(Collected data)
Start of Block

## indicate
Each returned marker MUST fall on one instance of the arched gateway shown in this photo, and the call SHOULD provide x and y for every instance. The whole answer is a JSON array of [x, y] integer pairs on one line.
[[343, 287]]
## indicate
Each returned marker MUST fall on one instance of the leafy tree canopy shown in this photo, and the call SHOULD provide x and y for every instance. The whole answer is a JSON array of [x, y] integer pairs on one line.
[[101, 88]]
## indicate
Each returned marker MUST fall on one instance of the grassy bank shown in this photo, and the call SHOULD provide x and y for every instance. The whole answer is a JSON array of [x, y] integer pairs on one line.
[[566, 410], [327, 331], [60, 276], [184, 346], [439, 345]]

End of Block

Exercise: Word for word, restate the entries that appear above.

Response below:
## indicate
Each returned marker MUST fall on one instance of the arched gateway shown in this photo, and the call SHOULD provide x and y for every instance. The whole answer is a JSON array of [x, y] integer pairs on one line.
[[343, 287]]
## indicate
Each returned marker MUST fall on one instance of the leafy tree canopy shown in this photo, and the call SHOULD provide x and y for every instance. The whole answer is a JSON array of [x, y] integer pairs on one line.
[[101, 88]]
## indicate
Each returned marker MUST fall on one instance of the grassy bank shown in this photo, and the call SHOULD provide x and y for every instance. The whole answer is a JSON array of [x, y] integer pairs on one line.
[[566, 410], [327, 331], [60, 276], [184, 346], [439, 345]]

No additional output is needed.